++++ Reading passage ++++

The incorporation of found objects became a means for Jungersen to finally break free of the vessel tradition. In this respect, they represent an important phase in her art production, even though she now regards them more as a parenthesis. Instead, it is working with large surfaces of glaze that has mainly preoccupied her in recent years. The first time she showed such works was in 2016 at the exhibition ‘All is Flux’, which she shared with her colleague Kristine Tillge Lund at Gustavsbergs Konsthall outside Stockholm.

The material in these objects is exclusively made up of layer upon layer of glaze. Initially, they are shaped as a strict rectangle, but during the firing they melt and flow into organic fields of glaze. Control and loss of control is also the basic theme here.

Large surfaces and small sculptures

The format has steadily increased. During a working stay at the Oslo National Academy of the Arts in winter 2017, she produced her largest sculptures so far, and these were for a solo exhibition at Bagsværd church in Denmark. Form and format, according to her own statement, have been ‘conceived as an echo of the very strict system of measurements that makes up the gallery passage, but a diffuse, organic echo, while the building is otherwise characterised by strict lines.’8

The two sculptures are composed of the same glazes, but the mixture is slightly different. In this way, they appear to be ‘the same, yet different’. The choice of format also expresses a desire to work in a scale that reflects the size of a human body. As she writes in an accompanying exhibition text: ‘I’m keen to unfold the potential of ceramics to communicate physically and sensually – not predominantly visually optical.  Therefore it has been important for me to work in this pretty large format.”10

                      Many of the larger works are kept in dark colours. At a distance they can look black and monochrome, but at close quarters they will reveal a rich interaction of blue, grey and black nuances, and the texture will also be seen to be rough and tactile. Thick layers of her selfmade glazes have been mixed with bought earthenware glazes, and occasionally mother-of-pearl lustre additionally adds life to the surface.

In a series of smaller objects, Little Hybrids, from 2015 onwards do plastic-like colours in bright, synthetic colours once more become predominant. Over a strict basic structure which can resemble a frame, extremely thick layers of glaze have congealed in a movement of free fall. When these objects were shown at KRAFT Bergen in Norway, Jungersen described them as being both inviting and repelling at one and the same time: ‘The glazes, because of their consistency and colours, give rise to dual associations: As a raw, chaotic natural force, but also artificial in their colours and consistency – like an “edible” substance that is delicious like sweets but also almost like an alien, overwhelming mass that takes over the form.’11

Making ceramics has to do with processes that take time. It starts with a formless raw material that one is to mould into a fixed form. This means everything from controlled and analytical work to a more or less large gamble. It is to this type of history and process that Jungersen’s objects bear witness. ‘My work springs from a fascination with the transformation in ceramics from formless raw materials into melting and hard-fired congealed movement,’ she writes in a statement from 2016.12 The duality that lies in this transformative process between coming into existence and dissolving, control and chaos constitutes the core of her ceramic art.

++++

_List of tasks_
a. Answer these questions using the passage on Jungersen's ceramics:
(i) At which exhibition did Jungersen first show works made with large surfaces of glaze, and where was it held?
(ii) During which working stay did she produce her largest sculptures so far?
(iii) What is the name of the series of smaller objects she has made from 2015 onwards?
b. Reproduce the passage on Jungersen's ceramics word for word, from "The incorporation of" to "basic theme here.".
c. Rewrite the paragraph of the passage on Jungersen's ceramics that begins "Many of the larger works are kept in dark colours" as a short list, keeping its main facts.

++++ Given data ++++

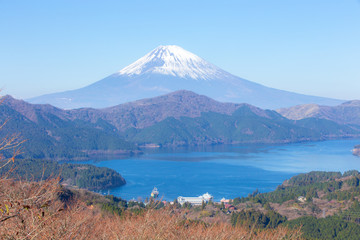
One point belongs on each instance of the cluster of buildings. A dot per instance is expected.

++++

_Solutions in order_
a.
(i) She first showed them in 2016 at the exhibition 'All is Flux' at Gustavsbergs Konsthall outside Stockholm, which she shared with Kristine Tillge Lund.
(ii) She produced them during a working stay at the Oslo National Academy of the Arts in winter 2017.
(iii) The series is called Little Hybrids.

b.
The incorporation of found objects became a means for Jungersen to finally break free of the vessel tradition. In this respect, they represent an important phase in her art production, even though she now regards them more as a parenthesis. Instead, it is working with large surfaces of glaze that has mainly preoccupied her in recent years. The first time she showed such works was in 2016 at the exhibition ‘All is Flux’, which she shared with her colleague Kristine Tillge Lund at Gustavsbergs Konsthall outside Stockholm.

The material in these objects is exclusively made up of layer upon layer of glaze. Initially, they are shaped as a strict rectangle, but during the firing they melt and flow into organic fields of glaze. Control and loss of control is also the basic theme here.

c.
- Many of the larger works are in dark colors and can look black and monochrome from a distance.
- At close range they reveal blue, gray and black nuances and a rough, tactile texture.
- Thick layers of her self-made glazes are mixed with bought earthenware glazes.
- Mother-of-pearl luster occasionally adds life to the surface.